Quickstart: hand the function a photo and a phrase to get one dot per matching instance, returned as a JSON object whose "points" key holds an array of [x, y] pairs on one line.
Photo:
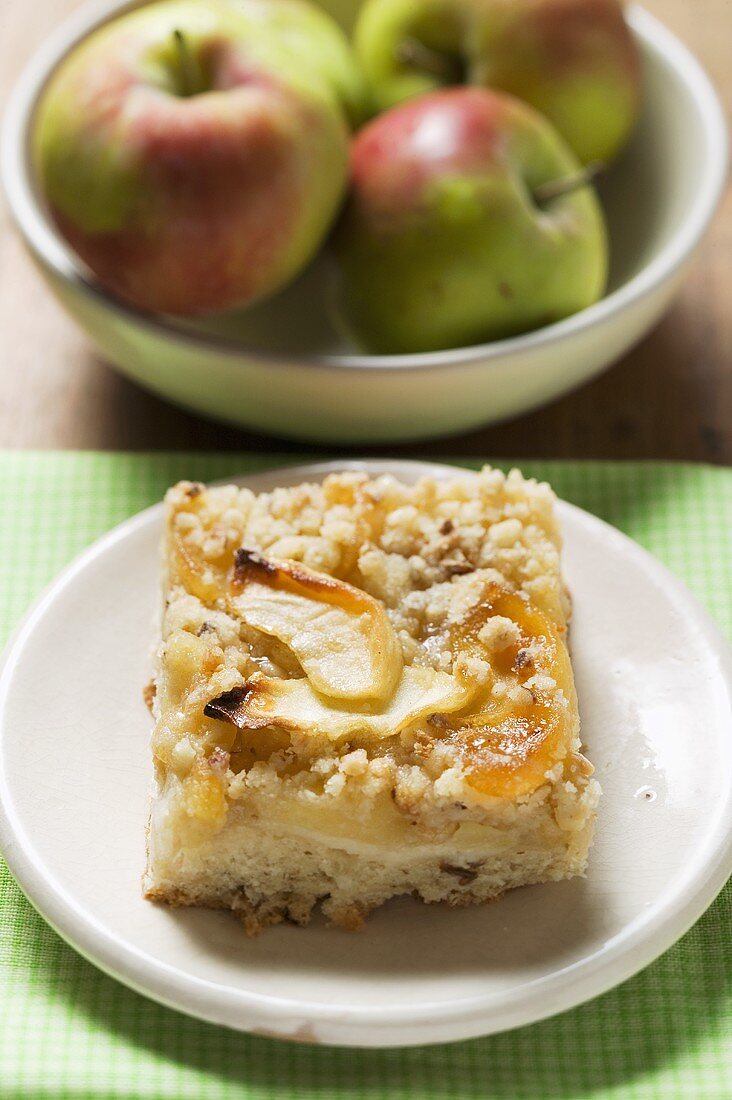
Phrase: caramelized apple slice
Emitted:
{"points": [[293, 705], [341, 636], [516, 737]]}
- - -
EXERCISE INSTRUCTIONS: Revise the material above by replacing "dot" with "marker" and keeping everything else unchanged. Leave the pictures out of your answer.

EXERCISE RESPONSE:
Quickstart: hand the function a photo and a phrase to get one marker per matching instance, returned as a JSON object whose "points" key holds an array of [x, y] pairs on one line.
Photo:
Phrase: caramelized apple slice
Emitted:
{"points": [[293, 705], [341, 636], [516, 737]]}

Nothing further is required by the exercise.